• **EXERCISE GOAL**: Put every line of the listing below into a JSON list of strings, one string per line. Skip blank lines and leave the pictures out.

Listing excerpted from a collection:
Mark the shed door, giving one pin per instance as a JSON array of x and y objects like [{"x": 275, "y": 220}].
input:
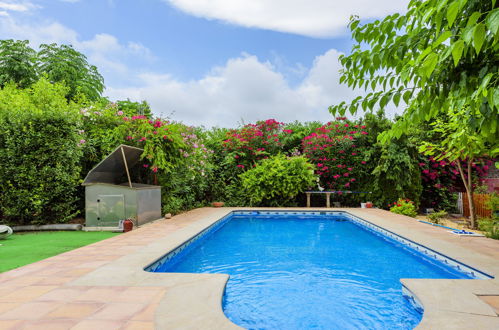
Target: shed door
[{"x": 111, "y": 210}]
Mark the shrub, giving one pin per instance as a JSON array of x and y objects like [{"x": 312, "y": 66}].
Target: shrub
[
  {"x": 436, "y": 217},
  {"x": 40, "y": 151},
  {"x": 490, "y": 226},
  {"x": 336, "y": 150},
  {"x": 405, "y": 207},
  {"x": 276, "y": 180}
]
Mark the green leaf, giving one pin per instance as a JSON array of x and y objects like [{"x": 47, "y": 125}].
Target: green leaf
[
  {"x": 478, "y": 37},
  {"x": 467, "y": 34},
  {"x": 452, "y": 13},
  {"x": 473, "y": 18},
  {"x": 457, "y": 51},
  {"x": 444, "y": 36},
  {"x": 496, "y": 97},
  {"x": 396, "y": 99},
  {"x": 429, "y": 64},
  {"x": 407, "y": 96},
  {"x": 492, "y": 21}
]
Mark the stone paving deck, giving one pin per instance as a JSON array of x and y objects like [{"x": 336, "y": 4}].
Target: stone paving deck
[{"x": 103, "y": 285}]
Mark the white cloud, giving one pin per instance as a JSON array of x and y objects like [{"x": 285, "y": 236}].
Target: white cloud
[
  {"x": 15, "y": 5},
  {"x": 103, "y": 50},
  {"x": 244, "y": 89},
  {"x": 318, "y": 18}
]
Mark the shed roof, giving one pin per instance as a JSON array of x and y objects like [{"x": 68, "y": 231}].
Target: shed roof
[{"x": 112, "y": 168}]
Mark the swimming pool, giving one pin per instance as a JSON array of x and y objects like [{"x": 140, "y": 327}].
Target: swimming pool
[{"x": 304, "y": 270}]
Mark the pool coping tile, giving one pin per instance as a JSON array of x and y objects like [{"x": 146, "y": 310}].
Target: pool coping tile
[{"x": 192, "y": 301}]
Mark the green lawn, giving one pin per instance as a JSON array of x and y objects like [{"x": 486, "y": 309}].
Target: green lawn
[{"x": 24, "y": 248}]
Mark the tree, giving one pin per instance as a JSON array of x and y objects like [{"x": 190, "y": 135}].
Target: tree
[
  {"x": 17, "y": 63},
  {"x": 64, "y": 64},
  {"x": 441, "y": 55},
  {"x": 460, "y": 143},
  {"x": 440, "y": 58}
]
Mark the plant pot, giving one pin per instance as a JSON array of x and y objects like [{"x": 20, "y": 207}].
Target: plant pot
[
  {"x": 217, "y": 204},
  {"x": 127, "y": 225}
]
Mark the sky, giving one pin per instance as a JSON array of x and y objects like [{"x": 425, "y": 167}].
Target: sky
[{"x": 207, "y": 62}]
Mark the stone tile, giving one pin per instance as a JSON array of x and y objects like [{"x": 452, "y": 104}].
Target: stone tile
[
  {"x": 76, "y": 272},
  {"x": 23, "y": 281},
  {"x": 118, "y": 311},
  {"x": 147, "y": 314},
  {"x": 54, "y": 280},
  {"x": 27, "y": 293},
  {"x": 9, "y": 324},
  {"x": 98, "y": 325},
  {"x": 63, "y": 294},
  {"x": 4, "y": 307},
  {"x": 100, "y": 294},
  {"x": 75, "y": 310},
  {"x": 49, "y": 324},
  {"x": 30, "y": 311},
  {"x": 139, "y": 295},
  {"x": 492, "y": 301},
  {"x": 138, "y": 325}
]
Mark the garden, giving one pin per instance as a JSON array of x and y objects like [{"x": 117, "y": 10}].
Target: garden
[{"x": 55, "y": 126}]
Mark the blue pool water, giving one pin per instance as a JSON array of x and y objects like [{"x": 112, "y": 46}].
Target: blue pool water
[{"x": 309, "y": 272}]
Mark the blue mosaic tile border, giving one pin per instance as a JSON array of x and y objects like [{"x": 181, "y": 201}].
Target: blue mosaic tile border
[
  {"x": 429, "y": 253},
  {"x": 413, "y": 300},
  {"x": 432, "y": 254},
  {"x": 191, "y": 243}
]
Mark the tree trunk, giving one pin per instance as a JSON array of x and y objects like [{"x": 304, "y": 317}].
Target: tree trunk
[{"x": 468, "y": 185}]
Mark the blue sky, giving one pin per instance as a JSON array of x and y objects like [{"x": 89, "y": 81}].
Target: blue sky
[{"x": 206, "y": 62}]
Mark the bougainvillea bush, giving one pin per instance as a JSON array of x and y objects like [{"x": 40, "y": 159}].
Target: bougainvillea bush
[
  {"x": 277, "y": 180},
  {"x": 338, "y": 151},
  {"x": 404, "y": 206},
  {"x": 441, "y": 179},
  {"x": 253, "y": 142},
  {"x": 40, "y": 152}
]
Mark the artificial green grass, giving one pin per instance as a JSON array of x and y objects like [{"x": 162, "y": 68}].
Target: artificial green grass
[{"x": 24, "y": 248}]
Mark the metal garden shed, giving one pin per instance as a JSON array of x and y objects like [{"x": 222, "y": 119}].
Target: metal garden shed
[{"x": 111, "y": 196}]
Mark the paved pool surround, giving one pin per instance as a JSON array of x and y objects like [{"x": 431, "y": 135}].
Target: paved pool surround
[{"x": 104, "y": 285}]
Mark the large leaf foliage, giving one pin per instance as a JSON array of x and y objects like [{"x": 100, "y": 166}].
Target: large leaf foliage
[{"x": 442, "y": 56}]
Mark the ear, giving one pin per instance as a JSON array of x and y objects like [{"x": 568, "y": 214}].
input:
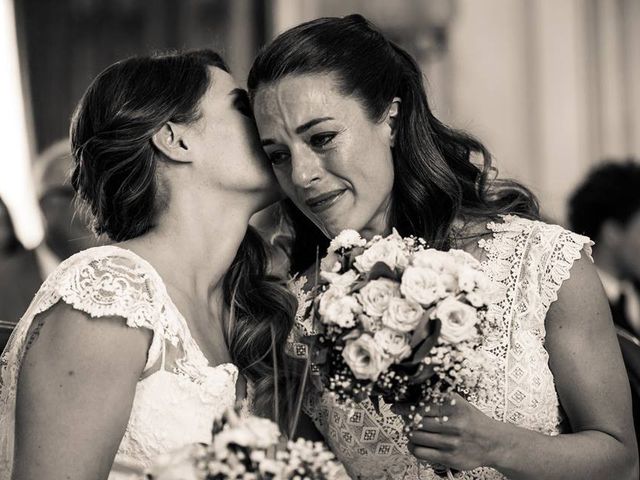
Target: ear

• **ANSWER TO THIS TASK**:
[
  "Mark the shed door, giving one pin per instance as a JSON array of x and y objects like [{\"x\": 275, \"y\": 220}].",
  "input:",
  "Target: shed door",
  "[{\"x\": 111, \"y\": 210}]",
  "Mark the shrub, giving one pin per instance as a JSON array of x and y objects like [{\"x\": 312, \"y\": 66}].",
  "Target: shrub",
  "[",
  "  {\"x\": 436, \"y\": 217},",
  "  {\"x\": 40, \"y\": 151},",
  "  {\"x\": 490, \"y\": 226},",
  "  {\"x\": 336, \"y\": 150},",
  "  {\"x\": 405, \"y\": 207},",
  "  {\"x\": 276, \"y\": 180}",
  "]",
  "Mark the green leaf, giving one pin per instance as a JSON array of x and y objects like [{\"x\": 47, \"y\": 125}].",
  "Target: green leaf",
  "[",
  "  {\"x\": 478, \"y\": 37},",
  "  {\"x\": 467, \"y\": 34},",
  "  {\"x\": 452, \"y\": 13},",
  "  {\"x\": 473, \"y\": 18},",
  "  {\"x\": 457, \"y\": 51},",
  "  {\"x\": 444, \"y\": 36},",
  "  {\"x\": 496, \"y\": 97},",
  "  {\"x\": 396, \"y\": 99},",
  "  {\"x\": 429, \"y\": 64},",
  "  {\"x\": 407, \"y\": 96},",
  "  {\"x\": 492, \"y\": 21}",
  "]",
  "Mark the stone paving deck, giving one pin per instance as a JSON array of x and y objects like [{\"x\": 336, \"y\": 4}].",
  "Target: stone paving deck",
  "[{\"x\": 103, \"y\": 285}]",
  "Mark the white cloud, giving one pin per instance as a JSON array of x and y objects like [{\"x\": 285, \"y\": 236}].",
  "Target: white cloud",
  "[",
  "  {\"x\": 15, \"y\": 5},",
  "  {\"x\": 103, \"y\": 50},",
  "  {\"x\": 244, \"y\": 89},",
  "  {\"x\": 318, \"y\": 18}",
  "]",
  "Mark the shed roof, giving one pin per instance as a JSON array of x and y objects like [{\"x\": 68, \"y\": 231}].",
  "Target: shed roof",
  "[{\"x\": 112, \"y\": 168}]",
  "Mark the swimming pool, giving one pin per instance as a JSON array of x and y objects like [{\"x\": 140, \"y\": 327}].",
  "Target: swimming pool",
  "[{\"x\": 304, \"y\": 270}]",
  "Mark the pool coping tile, giving one pin per instance as a JSON array of x and y objects like [{\"x\": 146, \"y\": 310}].",
  "Target: pool coping tile",
  "[{\"x\": 192, \"y\": 301}]",
  "Mark the green lawn, giving one pin per instance as a JSON array of x and y objects like [{\"x\": 486, \"y\": 309}].",
  "Target: green lawn",
  "[{\"x\": 24, \"y\": 248}]",
  "Mark the tree, giving one pin per instance as a JSON array of x and y objects like [{\"x\": 190, \"y\": 135}].",
  "Target: tree",
  "[",
  "  {\"x\": 17, \"y\": 63},",
  "  {\"x\": 64, \"y\": 64},",
  "  {\"x\": 441, \"y\": 55},",
  "  {\"x\": 460, \"y\": 143},",
  "  {\"x\": 440, \"y\": 58}",
  "]",
  "Mark the plant pot, giving one pin per instance as a JSON array of x and y objects like [{\"x\": 20, \"y\": 207}].",
  "Target: plant pot",
  "[",
  "  {\"x\": 217, \"y\": 204},",
  "  {\"x\": 127, \"y\": 225}",
  "]",
  "Mark the sky, giving one pin per instance as a JSON array of x and y objects like [{\"x\": 425, \"y\": 167}].",
  "Target: sky",
  "[{\"x\": 207, \"y\": 62}]",
  "Mark the stone tile, giving one pin per instance as a JSON array of x and y objects like [{\"x\": 452, \"y\": 104}].",
  "Target: stone tile",
  "[",
  "  {\"x\": 76, \"y\": 272},",
  "  {\"x\": 23, \"y\": 281},",
  "  {\"x\": 118, \"y\": 311},",
  "  {\"x\": 147, \"y\": 314},",
  "  {\"x\": 54, \"y\": 280},",
  "  {\"x\": 27, \"y\": 293},",
  "  {\"x\": 9, \"y\": 324},",
  "  {\"x\": 98, \"y\": 325},",
  "  {\"x\": 63, \"y\": 294},",
  "  {\"x\": 4, \"y\": 307},",
  "  {\"x\": 100, \"y\": 294},",
  "  {\"x\": 75, \"y\": 310},",
  "  {\"x\": 49, \"y\": 324},",
  "  {\"x\": 30, \"y\": 311},",
  "  {\"x\": 139, \"y\": 295},",
  "  {\"x\": 492, \"y\": 301},",
  "  {\"x\": 138, \"y\": 325}",
  "]",
  "Mark the garden, giving one pin per instance as a JSON array of x and y objects like [{\"x\": 117, \"y\": 10}].",
  "Target: garden",
  "[{\"x\": 55, \"y\": 126}]",
  "Mark the blue pool water, giving one pin per instance as a JSON array of x and y objects like [{\"x\": 112, \"y\": 46}].",
  "Target: blue pool water",
  "[{\"x\": 309, \"y\": 272}]",
  "Mark the blue mosaic tile border, giving one pin per instance as a JSON array of x and y objects like [{\"x\": 181, \"y\": 201}].",
  "Target: blue mosaic tile border",
  "[",
  "  {\"x\": 429, \"y\": 253},",
  "  {\"x\": 413, \"y\": 300},",
  "  {\"x\": 432, \"y\": 254},",
  "  {\"x\": 191, \"y\": 243}",
  "]",
  "Mark the tree trunk, giving one pin per instance as a JSON array of x and y objects like [{\"x\": 304, \"y\": 317}].",
  "Target: tree trunk",
  "[{\"x\": 468, \"y\": 185}]",
  "Mark the blue sky, giving one pin per instance as a JSON array of x and y objects like [{\"x\": 89, \"y\": 81}].",
  "Target: blue sky",
  "[{\"x\": 206, \"y\": 62}]",
  "Mark the bougainvillea bush, giving one pin per instance as a JSON array of x and y objects like [{\"x\": 40, \"y\": 159}].",
  "Target: bougainvillea bush",
  "[",
  "  {\"x\": 277, \"y\": 180},",
  "  {\"x\": 338, \"y\": 151},",
  "  {\"x\": 404, \"y\": 206},",
  "  {\"x\": 441, \"y\": 179},",
  "  {\"x\": 253, \"y\": 142},",
  "  {\"x\": 40, \"y\": 152}",
  "]",
  "Mark the artificial green grass, giving one pin per instance as a JSON array of x and y objects like [{\"x\": 162, \"y\": 68}].",
  "Target: artificial green grass",
  "[{\"x\": 24, \"y\": 248}]",
  "Mark the metal garden shed, giving one pin per instance as a JSON array of x and y objects like [{\"x\": 222, \"y\": 119}].",
  "Target: metal garden shed",
  "[{\"x\": 111, \"y\": 196}]",
  "Mark the paved pool surround, giving one pin per instance as a JSON array of x and y objects like [{\"x\": 431, \"y\": 135}].",
  "Target: paved pool surround",
  "[{\"x\": 104, \"y\": 285}]",
  "Mark the large leaf foliage, giving one pin per instance as a JSON array of x and y objects like [{\"x\": 100, \"y\": 166}].",
  "Target: large leaf foliage",
  "[{\"x\": 442, \"y\": 56}]",
  "Mark the ear, giving one pin per instance as a JSON array of x and y objects like [{\"x\": 568, \"y\": 214}].",
  "input:",
  "Target: ear"
]